§ **Exercise instructions**:
Return the material below verbatim, with every line kept in its original order and wording.

-- Start --

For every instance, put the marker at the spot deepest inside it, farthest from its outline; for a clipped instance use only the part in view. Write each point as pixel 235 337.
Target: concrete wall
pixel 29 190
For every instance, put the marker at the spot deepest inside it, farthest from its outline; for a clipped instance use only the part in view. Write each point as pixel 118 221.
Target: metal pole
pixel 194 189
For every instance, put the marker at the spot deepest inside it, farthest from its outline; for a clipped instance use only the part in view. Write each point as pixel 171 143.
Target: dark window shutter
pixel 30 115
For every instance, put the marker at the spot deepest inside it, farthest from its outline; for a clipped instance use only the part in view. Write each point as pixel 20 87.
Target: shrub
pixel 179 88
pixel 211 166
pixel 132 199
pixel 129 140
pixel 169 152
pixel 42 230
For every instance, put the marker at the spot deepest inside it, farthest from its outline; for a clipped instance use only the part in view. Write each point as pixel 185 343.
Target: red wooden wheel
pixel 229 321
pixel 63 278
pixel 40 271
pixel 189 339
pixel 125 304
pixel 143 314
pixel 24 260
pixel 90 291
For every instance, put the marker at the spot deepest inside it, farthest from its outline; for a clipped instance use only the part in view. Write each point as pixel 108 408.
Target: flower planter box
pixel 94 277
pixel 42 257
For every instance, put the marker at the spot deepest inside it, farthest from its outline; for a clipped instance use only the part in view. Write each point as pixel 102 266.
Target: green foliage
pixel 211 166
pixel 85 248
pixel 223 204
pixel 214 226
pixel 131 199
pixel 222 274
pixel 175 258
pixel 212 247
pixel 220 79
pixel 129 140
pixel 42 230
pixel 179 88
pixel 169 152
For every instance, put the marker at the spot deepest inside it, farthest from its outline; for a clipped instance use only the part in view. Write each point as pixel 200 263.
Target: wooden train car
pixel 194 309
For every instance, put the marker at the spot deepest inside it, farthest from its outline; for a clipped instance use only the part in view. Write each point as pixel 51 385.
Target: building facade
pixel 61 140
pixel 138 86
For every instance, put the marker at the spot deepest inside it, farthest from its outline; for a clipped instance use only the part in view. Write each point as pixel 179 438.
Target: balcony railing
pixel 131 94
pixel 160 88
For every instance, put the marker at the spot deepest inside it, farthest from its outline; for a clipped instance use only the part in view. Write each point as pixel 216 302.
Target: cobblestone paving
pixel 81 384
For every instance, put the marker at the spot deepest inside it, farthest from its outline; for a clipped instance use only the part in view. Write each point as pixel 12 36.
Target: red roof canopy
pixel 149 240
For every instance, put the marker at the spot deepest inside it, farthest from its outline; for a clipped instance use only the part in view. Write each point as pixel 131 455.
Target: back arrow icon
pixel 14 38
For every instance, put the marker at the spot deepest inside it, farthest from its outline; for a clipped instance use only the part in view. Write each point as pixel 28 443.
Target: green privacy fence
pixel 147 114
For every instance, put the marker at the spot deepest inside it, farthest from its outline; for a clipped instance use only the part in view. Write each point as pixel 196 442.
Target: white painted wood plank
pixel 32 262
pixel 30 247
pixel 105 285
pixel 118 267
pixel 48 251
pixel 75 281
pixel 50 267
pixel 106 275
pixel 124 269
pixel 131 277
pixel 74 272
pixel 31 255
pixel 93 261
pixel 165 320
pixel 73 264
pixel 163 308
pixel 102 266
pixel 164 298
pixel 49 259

-- End --

§ **Answer**:
For every instance, put the marker at the spot deepest inside it, farthest from its outline; for a clipped instance use only the part in view. Write each point as pixel 235 337.
Target: concrete wall
pixel 29 190
For every instance, put the marker at the spot deepest inside it, farthest from its outline; for a clipped instance use only the part in view. Write each point as pixel 118 221.
Target: metal pole
pixel 194 189
For every instance, put the marker at the spot deepest inside it, farthest from its outline; for a clipped instance use only the part in view. Write each point as pixel 171 143.
Target: dark window shutter
pixel 30 115
For every instance, put the marker at the spot deepest inside it, farthest from its outline; for a clipped instance use only the part in view. Write each point as pixel 20 87.
Target: shrub
pixel 179 88
pixel 211 166
pixel 132 199
pixel 129 140
pixel 169 152
pixel 42 230
For every instance, put the marker at the spot deepest inside it, farthest from its outline; for a clipped instance use only the part in view. Write each point as pixel 185 343.
Target: red wooden wheel
pixel 229 321
pixel 63 278
pixel 40 271
pixel 189 339
pixel 125 304
pixel 143 314
pixel 24 260
pixel 90 291
For every instance, put the marker at the spot deepest inside it, farthest from its outline; for a clipped instance use only the part in view. Write each point as pixel 108 408.
Target: flower planter box
pixel 94 277
pixel 42 257
For every instance, put the marker at the spot deepest inside it, farthest from its outline; for a clipped instance use only the part in view. Write each point as pixel 102 266.
Target: green foliage
pixel 211 166
pixel 85 248
pixel 223 204
pixel 214 226
pixel 131 199
pixel 222 274
pixel 175 258
pixel 212 247
pixel 220 79
pixel 129 140
pixel 42 230
pixel 179 88
pixel 169 152
For every instance, put the marker at the spot deepest inside it, farthest from its outline; for a clipped instance use only the part in view. Write each point as pixel 200 263.
Target: wooden train car
pixel 194 309
For every instance, put the marker at the spot deepest inside it, farthest from its outline; for a clipped instance use only the part in view. Write each point as pixel 51 385.
Target: building facade
pixel 61 140
pixel 138 86
For every instance, put the marker at the spot deepest inside it, farthest from its outline; for a clipped instance use only the part in view. Write each point as pixel 179 438.
Target: balcony railing
pixel 131 94
pixel 160 88
For every instance, put the marker at the spot deepest inside it, farthest from its outline; for a clipped instance use only the part in view. Write each point as pixel 216 302.
Target: cobblestone paving
pixel 81 384
For every instance, put the marker at the spot deepest inside it, farthest from its outline; for a clipped instance use only the part in view. Write each point as pixel 12 36.
Target: red roof canopy
pixel 149 240
For every instance, put the marker at the spot deepest inside it, farthest from its outline; for a clipped instance use only the part in view. Write each point as pixel 131 455.
Target: back arrow icon
pixel 14 38
For every instance, put the marker at the spot deepest inside it, farthest from its outline; for a clipped instance use only the part in view. Write each point as pixel 28 443.
Target: green privacy fence
pixel 147 114
For every instance, put the marker at the spot deepest inside it, farthest from its outline; for a clipped instance use only the part in view. Write each point as pixel 196 442.
Target: white painted wood plank
pixel 32 262
pixel 30 247
pixel 105 285
pixel 118 267
pixel 48 251
pixel 75 281
pixel 50 267
pixel 106 275
pixel 124 269
pixel 131 277
pixel 74 272
pixel 31 255
pixel 93 261
pixel 165 320
pixel 73 264
pixel 163 308
pixel 102 266
pixel 164 298
pixel 49 259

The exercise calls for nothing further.